- [DESCRIPTION OF THE TASK]: When the line containing "Task: place a pin on each instance of the window." is found in the data below, copy it and each line after it through the line containing "Task: place a pin on each instance of the armoire", exactly and with no others.

[DATA SHOWN]

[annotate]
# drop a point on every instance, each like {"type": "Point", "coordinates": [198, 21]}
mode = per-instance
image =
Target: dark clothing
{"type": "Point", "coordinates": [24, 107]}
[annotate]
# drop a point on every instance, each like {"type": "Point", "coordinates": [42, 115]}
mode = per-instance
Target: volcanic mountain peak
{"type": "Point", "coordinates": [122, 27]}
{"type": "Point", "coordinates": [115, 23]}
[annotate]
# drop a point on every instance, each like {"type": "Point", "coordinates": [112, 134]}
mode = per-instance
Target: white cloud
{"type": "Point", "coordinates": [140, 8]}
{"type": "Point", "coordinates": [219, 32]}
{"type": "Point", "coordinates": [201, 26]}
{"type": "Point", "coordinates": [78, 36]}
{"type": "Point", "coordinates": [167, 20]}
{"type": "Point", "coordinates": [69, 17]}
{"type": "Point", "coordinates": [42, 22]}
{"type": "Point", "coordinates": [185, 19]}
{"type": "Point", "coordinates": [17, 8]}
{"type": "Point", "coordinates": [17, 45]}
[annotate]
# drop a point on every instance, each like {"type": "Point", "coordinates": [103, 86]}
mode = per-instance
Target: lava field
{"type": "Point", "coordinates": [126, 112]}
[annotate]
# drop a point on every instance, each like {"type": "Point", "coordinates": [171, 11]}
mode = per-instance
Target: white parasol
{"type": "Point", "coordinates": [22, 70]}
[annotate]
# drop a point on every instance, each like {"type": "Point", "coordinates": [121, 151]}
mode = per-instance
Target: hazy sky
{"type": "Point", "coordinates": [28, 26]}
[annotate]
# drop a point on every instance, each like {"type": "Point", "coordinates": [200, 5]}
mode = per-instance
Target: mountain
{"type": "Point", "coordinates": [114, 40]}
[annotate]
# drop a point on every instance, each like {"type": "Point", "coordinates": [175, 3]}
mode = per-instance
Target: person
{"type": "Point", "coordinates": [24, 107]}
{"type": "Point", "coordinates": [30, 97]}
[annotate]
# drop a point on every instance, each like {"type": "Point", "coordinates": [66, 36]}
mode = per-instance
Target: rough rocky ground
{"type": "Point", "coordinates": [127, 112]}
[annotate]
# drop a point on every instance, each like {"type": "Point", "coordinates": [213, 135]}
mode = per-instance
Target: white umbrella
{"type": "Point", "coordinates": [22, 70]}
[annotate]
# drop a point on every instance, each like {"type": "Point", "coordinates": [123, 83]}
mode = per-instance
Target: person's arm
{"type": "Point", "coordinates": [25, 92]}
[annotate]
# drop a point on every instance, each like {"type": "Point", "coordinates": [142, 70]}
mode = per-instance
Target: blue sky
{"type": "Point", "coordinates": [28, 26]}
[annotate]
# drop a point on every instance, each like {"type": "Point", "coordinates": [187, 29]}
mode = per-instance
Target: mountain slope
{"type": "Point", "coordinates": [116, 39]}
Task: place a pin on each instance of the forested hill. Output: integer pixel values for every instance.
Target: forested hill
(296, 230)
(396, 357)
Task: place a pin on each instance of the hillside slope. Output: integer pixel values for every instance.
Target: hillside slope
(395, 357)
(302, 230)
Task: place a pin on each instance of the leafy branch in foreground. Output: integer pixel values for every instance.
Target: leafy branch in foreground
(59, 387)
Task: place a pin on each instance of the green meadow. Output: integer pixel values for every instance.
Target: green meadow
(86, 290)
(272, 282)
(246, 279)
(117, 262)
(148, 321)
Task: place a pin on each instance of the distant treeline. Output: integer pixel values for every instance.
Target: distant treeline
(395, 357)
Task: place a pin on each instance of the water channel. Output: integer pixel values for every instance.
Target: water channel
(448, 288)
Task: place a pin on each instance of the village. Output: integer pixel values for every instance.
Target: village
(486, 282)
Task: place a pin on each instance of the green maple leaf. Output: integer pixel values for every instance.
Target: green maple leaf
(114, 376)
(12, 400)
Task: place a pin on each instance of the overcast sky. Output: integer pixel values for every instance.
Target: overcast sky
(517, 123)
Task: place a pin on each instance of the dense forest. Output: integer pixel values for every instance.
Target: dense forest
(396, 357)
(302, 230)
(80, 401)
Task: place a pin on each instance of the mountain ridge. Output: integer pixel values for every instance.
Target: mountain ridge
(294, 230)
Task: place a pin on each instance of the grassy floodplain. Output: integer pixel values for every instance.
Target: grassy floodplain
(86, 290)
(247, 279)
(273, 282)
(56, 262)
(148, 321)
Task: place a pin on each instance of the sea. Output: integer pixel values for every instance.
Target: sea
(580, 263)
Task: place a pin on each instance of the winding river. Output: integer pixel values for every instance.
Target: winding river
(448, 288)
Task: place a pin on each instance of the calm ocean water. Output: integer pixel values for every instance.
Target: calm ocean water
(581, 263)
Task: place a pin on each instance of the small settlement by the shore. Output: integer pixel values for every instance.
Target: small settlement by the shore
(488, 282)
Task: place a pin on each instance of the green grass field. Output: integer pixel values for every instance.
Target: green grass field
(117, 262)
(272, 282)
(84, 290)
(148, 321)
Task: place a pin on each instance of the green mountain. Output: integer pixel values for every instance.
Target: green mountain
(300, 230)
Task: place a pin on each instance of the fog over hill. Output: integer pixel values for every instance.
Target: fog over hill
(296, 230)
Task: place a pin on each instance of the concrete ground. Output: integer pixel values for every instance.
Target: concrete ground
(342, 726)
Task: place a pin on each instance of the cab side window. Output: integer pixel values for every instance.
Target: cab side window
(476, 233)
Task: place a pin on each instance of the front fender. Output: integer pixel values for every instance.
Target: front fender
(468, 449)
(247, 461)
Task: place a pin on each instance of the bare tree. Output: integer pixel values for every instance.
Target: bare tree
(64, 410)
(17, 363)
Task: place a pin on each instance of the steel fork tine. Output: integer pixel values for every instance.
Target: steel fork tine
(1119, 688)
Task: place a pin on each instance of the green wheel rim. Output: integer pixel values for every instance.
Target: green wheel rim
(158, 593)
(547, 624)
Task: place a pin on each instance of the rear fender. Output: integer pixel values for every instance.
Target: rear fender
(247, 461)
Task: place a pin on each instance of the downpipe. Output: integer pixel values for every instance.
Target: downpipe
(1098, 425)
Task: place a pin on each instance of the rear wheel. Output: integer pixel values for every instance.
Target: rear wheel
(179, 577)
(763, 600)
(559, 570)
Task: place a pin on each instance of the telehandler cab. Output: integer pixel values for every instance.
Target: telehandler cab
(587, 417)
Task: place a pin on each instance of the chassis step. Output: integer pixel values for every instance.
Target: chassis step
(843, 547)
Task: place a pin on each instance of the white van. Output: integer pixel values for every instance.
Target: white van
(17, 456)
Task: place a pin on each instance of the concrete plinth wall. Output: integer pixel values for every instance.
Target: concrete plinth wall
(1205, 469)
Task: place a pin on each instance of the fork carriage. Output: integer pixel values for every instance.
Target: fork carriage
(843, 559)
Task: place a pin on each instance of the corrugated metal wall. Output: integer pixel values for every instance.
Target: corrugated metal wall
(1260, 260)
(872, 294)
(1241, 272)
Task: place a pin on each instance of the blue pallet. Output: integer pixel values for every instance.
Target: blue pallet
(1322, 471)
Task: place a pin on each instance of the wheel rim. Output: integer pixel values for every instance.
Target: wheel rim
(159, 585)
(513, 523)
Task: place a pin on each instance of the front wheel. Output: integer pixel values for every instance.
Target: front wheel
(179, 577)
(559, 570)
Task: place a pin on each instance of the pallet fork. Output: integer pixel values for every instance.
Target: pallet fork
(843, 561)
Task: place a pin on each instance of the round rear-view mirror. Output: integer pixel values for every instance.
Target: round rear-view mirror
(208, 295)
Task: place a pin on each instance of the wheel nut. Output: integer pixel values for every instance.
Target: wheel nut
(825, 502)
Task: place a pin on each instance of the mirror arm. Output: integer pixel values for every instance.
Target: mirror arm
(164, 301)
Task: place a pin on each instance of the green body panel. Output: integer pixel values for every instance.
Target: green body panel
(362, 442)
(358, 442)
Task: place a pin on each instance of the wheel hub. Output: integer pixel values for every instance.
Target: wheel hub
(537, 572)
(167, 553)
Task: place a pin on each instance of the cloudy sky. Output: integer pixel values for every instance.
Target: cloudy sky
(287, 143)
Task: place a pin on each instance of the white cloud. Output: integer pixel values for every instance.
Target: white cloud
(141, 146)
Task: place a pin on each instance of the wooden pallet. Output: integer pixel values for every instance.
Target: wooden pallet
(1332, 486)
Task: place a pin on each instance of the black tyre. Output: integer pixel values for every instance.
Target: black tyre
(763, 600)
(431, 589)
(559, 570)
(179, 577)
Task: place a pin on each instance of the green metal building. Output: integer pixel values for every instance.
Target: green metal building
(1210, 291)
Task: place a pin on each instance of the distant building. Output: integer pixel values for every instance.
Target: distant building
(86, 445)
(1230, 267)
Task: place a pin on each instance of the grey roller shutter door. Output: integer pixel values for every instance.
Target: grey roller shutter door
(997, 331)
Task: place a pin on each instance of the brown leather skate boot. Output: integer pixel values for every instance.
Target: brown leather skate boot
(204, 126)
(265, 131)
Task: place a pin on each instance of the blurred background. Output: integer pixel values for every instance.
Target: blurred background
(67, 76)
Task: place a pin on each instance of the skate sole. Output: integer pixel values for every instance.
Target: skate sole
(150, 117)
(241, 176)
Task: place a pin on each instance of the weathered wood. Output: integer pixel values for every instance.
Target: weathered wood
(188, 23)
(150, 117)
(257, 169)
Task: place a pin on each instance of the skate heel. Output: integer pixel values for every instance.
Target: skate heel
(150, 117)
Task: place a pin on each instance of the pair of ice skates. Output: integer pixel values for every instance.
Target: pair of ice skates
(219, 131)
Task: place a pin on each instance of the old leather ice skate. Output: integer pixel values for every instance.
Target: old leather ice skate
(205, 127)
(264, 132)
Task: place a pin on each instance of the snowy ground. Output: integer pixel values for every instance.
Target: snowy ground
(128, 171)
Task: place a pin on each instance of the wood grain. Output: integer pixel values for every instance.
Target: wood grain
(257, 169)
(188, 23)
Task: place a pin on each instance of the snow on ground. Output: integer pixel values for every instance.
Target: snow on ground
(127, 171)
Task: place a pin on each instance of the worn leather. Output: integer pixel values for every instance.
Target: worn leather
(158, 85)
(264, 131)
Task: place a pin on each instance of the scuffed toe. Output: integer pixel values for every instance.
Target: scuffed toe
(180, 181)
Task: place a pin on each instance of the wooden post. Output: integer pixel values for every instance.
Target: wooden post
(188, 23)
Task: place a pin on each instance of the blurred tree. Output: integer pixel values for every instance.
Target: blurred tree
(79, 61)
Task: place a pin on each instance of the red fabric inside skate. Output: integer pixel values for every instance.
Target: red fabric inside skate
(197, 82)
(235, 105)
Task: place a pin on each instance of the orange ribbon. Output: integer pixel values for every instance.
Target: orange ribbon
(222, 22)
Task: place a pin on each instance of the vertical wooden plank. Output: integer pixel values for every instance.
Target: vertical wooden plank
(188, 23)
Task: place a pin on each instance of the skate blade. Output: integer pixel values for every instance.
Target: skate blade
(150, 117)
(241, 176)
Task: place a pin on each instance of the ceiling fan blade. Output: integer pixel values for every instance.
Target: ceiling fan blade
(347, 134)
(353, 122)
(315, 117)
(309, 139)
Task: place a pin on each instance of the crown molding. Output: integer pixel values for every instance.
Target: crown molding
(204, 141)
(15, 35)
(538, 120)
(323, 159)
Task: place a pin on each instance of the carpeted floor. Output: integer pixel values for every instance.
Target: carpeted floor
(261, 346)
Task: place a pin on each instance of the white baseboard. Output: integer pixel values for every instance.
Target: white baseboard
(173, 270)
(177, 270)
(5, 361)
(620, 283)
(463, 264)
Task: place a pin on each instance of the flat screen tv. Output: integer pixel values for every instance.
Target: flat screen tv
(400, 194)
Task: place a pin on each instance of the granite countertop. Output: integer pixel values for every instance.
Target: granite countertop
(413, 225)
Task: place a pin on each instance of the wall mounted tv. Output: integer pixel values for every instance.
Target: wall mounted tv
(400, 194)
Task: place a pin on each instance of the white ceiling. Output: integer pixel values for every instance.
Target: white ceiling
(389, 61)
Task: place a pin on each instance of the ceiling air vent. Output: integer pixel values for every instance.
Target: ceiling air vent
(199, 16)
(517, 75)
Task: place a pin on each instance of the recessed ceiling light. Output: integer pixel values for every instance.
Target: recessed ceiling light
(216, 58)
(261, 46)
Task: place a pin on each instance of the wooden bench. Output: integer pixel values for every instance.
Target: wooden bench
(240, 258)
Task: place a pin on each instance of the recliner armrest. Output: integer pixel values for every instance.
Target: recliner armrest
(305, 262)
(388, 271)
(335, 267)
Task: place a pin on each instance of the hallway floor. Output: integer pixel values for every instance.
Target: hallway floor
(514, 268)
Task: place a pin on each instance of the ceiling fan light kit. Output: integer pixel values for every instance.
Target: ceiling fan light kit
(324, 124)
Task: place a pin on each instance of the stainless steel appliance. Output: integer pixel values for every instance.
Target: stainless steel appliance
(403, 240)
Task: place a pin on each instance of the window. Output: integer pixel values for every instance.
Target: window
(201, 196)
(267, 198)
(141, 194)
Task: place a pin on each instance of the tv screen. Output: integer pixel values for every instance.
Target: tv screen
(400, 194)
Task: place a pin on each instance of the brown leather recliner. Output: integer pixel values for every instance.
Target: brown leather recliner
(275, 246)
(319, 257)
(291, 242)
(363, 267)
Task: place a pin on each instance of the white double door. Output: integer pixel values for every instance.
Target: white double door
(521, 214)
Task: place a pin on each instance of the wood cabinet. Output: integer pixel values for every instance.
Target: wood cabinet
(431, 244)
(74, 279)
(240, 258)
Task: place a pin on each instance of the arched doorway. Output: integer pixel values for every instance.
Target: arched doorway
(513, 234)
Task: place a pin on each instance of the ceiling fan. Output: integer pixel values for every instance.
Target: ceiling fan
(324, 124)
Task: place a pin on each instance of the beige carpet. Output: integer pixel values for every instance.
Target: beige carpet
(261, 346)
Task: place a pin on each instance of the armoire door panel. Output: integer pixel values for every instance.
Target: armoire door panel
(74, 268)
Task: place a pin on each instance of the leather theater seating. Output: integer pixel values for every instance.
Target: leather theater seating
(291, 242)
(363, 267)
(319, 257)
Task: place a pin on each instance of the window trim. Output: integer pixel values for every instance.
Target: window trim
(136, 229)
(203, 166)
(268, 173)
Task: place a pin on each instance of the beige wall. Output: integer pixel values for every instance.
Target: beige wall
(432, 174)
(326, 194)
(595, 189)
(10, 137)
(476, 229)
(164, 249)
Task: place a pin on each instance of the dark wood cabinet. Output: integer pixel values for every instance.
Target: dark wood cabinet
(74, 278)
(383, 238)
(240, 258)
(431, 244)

[/DATA SHOWN]

- [RESULT FOR THIS TASK]:
Task: place a pin on each instance of the window. Output: integer pixel values for every instance.
Target: window
(201, 196)
(267, 198)
(141, 194)
Task: place a pin on each instance of the tv screen. Output: integer pixel values for every instance.
Target: tv screen
(400, 194)
Task: place a pin on each instance of the brown leather recliner. Output: integer pixel values for every instance.
Target: brown leather recliner
(275, 246)
(319, 257)
(291, 242)
(363, 267)
Task: place a pin on each instance of the white double door. Output: integer pixel values for every instance.
Target: white double door
(521, 214)
Task: place a pin on each instance of the wood cabinet. Output: integer pixel values for every instance.
Target: wood cabinet
(431, 244)
(74, 279)
(240, 258)
Task: place a pin on each instance of the arched doorway. Output: integer pixel values for every instance.
Target: arched doorway
(513, 234)
Task: place a pin on each instance of the ceiling fan. Output: integer pixel values for every instance.
Target: ceiling fan
(324, 124)
Task: place a pin on each instance of the beige carpet. Output: integer pixel values for every instance.
Target: beige carpet
(261, 346)
Task: place a pin on each instance of the armoire door panel. Output: integer pixel values for every instance.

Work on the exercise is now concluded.